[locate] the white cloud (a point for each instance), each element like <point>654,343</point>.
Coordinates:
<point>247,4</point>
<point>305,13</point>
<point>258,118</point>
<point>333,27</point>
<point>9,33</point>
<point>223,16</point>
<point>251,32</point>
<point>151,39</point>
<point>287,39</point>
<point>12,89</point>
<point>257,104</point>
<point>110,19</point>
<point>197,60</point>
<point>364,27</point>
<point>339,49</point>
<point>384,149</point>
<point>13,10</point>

§ What you need to do
Copy every line of the records above, word for word, without changing anything.

§ Answer in full
[locate] the white cloud (a point for each instance), each element like <point>654,343</point>.
Coordinates:
<point>247,4</point>
<point>305,13</point>
<point>258,118</point>
<point>333,27</point>
<point>9,33</point>
<point>223,16</point>
<point>251,32</point>
<point>151,39</point>
<point>287,39</point>
<point>12,89</point>
<point>257,104</point>
<point>110,19</point>
<point>197,60</point>
<point>364,27</point>
<point>339,49</point>
<point>384,149</point>
<point>13,10</point>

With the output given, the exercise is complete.